━━ Material provided

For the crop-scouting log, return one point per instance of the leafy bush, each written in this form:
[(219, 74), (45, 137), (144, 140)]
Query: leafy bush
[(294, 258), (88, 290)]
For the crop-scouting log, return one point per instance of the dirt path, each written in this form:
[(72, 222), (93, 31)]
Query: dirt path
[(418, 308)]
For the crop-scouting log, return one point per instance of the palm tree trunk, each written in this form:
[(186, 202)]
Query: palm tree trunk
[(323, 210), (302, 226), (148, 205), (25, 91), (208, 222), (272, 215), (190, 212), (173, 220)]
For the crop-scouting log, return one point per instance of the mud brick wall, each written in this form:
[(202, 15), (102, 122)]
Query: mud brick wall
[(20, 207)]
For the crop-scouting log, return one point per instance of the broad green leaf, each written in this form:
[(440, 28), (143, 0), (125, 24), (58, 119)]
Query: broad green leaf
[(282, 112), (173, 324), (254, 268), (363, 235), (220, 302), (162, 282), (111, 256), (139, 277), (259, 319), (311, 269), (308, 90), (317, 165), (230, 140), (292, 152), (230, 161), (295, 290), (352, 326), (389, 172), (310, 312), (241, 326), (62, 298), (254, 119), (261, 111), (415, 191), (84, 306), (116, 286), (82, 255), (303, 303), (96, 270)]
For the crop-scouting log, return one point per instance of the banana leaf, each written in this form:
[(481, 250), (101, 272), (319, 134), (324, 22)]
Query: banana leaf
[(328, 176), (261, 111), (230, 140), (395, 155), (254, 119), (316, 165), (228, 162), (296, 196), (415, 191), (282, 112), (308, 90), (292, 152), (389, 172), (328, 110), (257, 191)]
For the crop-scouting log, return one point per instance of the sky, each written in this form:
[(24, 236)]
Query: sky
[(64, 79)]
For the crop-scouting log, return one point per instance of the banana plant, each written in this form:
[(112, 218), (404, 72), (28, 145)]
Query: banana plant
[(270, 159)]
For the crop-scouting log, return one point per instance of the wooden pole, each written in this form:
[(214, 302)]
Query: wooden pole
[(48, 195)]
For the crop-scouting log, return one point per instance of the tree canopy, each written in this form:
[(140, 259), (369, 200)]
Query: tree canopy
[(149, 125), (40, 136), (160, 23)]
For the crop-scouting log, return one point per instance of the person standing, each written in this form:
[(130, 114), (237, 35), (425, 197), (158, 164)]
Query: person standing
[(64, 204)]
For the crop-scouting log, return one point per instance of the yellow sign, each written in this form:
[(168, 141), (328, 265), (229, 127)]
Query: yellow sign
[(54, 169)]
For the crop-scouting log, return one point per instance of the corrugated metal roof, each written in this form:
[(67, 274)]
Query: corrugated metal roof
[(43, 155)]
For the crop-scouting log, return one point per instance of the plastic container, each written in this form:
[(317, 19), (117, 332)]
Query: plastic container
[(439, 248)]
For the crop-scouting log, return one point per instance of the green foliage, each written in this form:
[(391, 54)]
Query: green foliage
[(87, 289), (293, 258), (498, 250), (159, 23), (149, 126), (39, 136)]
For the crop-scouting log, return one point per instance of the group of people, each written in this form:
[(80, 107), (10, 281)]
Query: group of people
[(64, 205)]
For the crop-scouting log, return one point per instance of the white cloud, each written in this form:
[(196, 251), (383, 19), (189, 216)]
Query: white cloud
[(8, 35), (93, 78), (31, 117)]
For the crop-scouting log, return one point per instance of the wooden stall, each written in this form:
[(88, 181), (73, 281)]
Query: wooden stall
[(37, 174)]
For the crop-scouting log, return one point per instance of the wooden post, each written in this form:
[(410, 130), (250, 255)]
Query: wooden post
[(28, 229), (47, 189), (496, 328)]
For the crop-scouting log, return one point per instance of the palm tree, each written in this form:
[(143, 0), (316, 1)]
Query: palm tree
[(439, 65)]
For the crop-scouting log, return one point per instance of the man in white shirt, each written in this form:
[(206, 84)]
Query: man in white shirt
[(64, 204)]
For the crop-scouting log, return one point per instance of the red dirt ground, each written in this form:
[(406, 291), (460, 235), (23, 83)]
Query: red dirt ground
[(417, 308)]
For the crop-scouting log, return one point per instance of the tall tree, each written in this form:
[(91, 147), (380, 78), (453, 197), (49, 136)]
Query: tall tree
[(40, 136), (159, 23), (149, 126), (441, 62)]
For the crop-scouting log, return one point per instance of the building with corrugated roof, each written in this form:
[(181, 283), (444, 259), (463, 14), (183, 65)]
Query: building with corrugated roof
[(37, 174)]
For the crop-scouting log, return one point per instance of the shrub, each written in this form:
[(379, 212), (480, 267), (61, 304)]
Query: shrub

━━━━

Could you copy out the data from the line that has "of the white" through the line that has "[(28, 229), (47, 189), (496, 328)]", keeping the requests as they are, and add -22 to every coordinate in the answers only, not in the requests or their format samples?

For the crop-scouting log, return one point per instance of the white cloud, each written in this form:
[(196, 251), (383, 19), (189, 216)]
Query: white cloud
[(-14, 13), (71, 56), (9, 95)]
For the crop-scouting log, return one point per instance of the wooden stall, each written in this form:
[(88, 181), (73, 281)]
Query: wooden stall
[(15, 152)]
For the crop-scouting log, return one point per instance of the wooden post, each written in this form:
[(410, 130), (250, 255)]
Query: wooden post
[(6, 207), (25, 167), (474, 306)]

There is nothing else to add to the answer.